Given records:
##############################

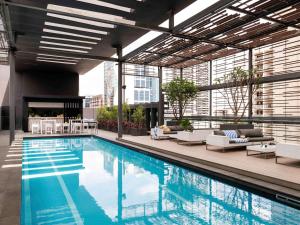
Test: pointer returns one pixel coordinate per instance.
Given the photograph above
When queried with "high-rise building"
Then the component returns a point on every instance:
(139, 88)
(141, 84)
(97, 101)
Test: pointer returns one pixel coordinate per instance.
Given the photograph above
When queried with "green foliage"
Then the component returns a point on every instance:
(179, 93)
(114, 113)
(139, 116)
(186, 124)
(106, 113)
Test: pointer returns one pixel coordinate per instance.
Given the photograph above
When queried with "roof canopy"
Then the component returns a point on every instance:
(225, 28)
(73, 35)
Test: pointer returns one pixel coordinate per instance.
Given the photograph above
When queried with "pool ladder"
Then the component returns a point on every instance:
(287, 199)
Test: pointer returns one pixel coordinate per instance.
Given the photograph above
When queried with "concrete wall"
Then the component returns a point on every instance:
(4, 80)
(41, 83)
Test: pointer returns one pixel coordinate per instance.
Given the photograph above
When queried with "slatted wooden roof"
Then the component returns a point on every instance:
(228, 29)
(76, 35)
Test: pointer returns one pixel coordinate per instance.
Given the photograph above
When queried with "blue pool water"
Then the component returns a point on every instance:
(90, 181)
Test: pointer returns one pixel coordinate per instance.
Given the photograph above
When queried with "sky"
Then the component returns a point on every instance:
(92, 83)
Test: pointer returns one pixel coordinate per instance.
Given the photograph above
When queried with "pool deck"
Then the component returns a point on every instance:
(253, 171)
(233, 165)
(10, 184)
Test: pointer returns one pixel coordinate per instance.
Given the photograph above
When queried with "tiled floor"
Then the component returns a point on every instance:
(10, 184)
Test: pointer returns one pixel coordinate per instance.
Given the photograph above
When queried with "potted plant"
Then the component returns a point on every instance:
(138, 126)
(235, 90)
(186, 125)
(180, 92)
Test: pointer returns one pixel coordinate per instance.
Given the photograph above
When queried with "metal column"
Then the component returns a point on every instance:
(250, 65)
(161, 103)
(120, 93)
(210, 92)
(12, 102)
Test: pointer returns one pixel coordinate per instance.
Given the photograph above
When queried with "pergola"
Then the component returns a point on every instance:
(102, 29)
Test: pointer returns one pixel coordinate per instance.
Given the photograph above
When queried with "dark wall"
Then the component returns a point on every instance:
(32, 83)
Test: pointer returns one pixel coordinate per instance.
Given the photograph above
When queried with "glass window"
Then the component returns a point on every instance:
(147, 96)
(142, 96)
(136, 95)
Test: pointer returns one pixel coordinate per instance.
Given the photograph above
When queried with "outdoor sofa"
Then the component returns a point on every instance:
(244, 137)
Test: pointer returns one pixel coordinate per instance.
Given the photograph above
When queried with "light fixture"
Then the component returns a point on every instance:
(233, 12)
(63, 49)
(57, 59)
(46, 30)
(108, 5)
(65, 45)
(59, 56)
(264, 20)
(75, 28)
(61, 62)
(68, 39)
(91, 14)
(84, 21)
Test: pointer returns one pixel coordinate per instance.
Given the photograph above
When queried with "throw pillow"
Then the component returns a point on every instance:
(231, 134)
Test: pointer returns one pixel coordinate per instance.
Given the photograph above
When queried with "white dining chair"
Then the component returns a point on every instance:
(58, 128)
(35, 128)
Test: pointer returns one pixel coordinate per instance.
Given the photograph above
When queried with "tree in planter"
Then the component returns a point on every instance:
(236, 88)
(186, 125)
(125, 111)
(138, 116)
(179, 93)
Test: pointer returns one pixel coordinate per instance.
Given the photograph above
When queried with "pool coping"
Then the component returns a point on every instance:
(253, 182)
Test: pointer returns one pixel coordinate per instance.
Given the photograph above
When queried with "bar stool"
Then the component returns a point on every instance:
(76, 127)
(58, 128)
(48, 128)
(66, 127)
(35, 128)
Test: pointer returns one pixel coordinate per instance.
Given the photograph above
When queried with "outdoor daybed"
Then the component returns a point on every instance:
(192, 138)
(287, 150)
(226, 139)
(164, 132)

##############################

Assigned task: In the lines above, spot each one that contains the word "pool" and copy it.

Response to this task:
When queried with "pool ladder"
When queried with "blue pool water"
When queried with "pool deck"
When queried with "pool coping"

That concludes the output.